# Task to carry out
All records below must be retyped exactly.

# Record excerpts
☆ ☆ ☆ ☆ ☆ ☆ ☆
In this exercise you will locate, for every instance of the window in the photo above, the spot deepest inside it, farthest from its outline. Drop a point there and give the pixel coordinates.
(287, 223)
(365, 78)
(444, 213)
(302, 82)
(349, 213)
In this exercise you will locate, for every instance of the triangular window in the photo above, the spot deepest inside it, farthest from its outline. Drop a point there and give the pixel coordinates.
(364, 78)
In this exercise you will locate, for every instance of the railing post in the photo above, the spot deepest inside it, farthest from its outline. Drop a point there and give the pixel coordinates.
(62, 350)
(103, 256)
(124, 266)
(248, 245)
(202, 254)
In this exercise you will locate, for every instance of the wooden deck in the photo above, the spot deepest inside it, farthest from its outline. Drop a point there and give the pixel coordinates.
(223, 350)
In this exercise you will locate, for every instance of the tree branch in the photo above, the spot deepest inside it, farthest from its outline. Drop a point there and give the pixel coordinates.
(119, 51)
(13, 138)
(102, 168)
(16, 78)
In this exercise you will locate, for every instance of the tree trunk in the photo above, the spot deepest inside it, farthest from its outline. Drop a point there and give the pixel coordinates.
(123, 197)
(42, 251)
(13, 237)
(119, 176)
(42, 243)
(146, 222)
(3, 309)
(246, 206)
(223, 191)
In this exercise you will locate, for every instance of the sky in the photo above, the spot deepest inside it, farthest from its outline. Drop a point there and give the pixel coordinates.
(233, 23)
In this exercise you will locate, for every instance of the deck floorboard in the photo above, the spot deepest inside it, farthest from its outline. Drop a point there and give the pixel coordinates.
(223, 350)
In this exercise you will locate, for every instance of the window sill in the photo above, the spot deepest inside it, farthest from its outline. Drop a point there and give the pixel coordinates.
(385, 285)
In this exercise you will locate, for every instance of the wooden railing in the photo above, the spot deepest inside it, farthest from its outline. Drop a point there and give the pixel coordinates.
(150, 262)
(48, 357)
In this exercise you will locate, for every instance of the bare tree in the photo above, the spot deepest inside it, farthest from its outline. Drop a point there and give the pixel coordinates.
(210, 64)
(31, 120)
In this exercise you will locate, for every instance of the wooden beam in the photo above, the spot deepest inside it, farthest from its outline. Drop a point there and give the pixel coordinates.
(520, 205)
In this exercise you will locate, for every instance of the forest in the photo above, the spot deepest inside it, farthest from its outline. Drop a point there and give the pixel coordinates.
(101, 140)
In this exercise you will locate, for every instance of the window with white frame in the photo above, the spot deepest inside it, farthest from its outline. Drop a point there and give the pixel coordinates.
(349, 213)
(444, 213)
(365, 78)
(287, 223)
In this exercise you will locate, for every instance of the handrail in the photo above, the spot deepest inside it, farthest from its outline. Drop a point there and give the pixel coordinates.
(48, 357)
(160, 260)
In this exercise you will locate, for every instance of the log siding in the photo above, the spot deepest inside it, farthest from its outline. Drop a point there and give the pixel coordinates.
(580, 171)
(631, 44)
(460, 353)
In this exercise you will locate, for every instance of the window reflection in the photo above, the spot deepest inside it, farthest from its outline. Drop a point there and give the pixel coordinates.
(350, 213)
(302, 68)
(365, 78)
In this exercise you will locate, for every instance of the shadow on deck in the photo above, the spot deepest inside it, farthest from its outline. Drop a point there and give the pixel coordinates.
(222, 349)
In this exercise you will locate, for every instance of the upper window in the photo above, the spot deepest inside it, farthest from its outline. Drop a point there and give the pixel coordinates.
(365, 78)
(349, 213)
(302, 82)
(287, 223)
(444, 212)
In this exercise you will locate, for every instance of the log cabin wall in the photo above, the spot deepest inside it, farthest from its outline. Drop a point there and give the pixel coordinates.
☆ ☆ ☆ ☆ ☆ ☆ ☆
# Answer to the problem
In this exercise you will locate, for every instance of the window in the photo above, the spot deepest inside it, farthest from its outline. Drop a point there and give the pixel coordinates.
(287, 223)
(365, 78)
(444, 213)
(302, 82)
(349, 213)
In this exercise you will locate, for every instance of the triangular window in the photo above, the spot deepest inside it, farthest from its outline. Drop a point there and give the pixel coordinates.
(364, 78)
In this exercise you will locate, for every instance of the railing post in the photo above, the spot deepest inside it, farthest from its outline. Drop a point there and give the pixel coordinates.
(62, 350)
(103, 256)
(124, 266)
(248, 245)
(202, 254)
In this exercise you will locate, for every instance of the wooden deck in the photo above, the spot deepest inside it, farthest from its outline. Drop a point there and give the pixel coordinates.
(223, 350)
In this exercise you will locate, for every instance of the tree branch in the photo above, the spot deepest inside it, farthest from its outline. Drop a point there and give the pixel coordinates.
(119, 51)
(13, 138)
(102, 168)
(16, 78)
In this exercise you will locate, for every instance of the tree trunk in the photo above, the spot deepest inside it, farthest from its outline. Drop a point there and give the pixel coordinates.
(123, 197)
(42, 251)
(13, 237)
(119, 176)
(42, 243)
(146, 222)
(3, 309)
(246, 206)
(223, 191)
In this exercise you will locate, for every instance of the sky in the photo above, the spot deepest inside it, farthest from its outline. Drop a point there and give the pixel coordinates.
(233, 23)
In this exercise you will locate, for every instance of the deck floorboard in the photo above, the spot deepest inside it, farthest from its outline. Drop a point there and give the pixel coordinates.
(223, 350)
In this exercise you will locate, for every instance of the window sill in the photo above, the spot deepest inside it, farthest from its outline. Drop a point there and give the pixel coordinates.
(385, 285)
In this exercise you will locate, for every instance of the wooden railing in the photo above, the spot deepest inside it, farthest from its outline. Drop a point there and give the pixel coordinates.
(150, 262)
(48, 357)
In this exercise you will locate, for every instance of the bare tree in the photo above, the spot deepest inside it, farthest from its outline. Drop a point there and give the pixel coordinates.
(210, 64)
(31, 120)
In this exercise you will locate, for every instance of the wooden beam in the photo above, the spot deepest inside it, farthest from its outline. Drop a point there and give the pixel coordinates.
(520, 205)
In this exercise you will locate, for every instance of the forest in the photo above, the spot deepest inside it, farthest from its outline. Drop a point there and give the pixel coordinates.
(101, 140)
In this exercise you will locate, for every instance of the window with white frame in the photo above, the spot deepest inside it, farthest from its outline. Drop a point there and give the pixel coordinates.
(349, 213)
(444, 213)
(365, 78)
(287, 223)
In this exercise you will locate, for every instance of the handrail in the photo above, the spot deepest inside it, farthest from its outline. Drop a point there and give the pixel coordinates.
(48, 357)
(160, 260)
In this exercise you will locate, for every instance of the log siding in the photo above, the spot deepest inside it, farthest from its outline. Drop a point there and give the pixel coordinates.
(580, 171)
(631, 44)
(460, 353)
In this exercise you will locate, for every instance of the window reflection in the photo above, the spot deepest inside it, farthest from its outline. Drop a point there and give the pixel coordinates.
(350, 213)
(302, 68)
(365, 78)
In this exercise you will locate, for every instance of the shadow on deck in the photo above, the spot deepest inside it, farthest from its outline. Drop a point there and give the pixel coordinates.
(222, 349)
In this exercise you will locate, for every instance of the upper window in the photo above, the spot deepest inside it, farthest from its outline. Drop a point there and give the pixel coordinates.
(365, 78)
(349, 213)
(302, 82)
(287, 223)
(444, 212)
In this exercise you will locate, for every instance of the log cabin wall in the photo above, the spot deepest inside it, farthest from its outline. Drop a point there and give the pixel coordinates.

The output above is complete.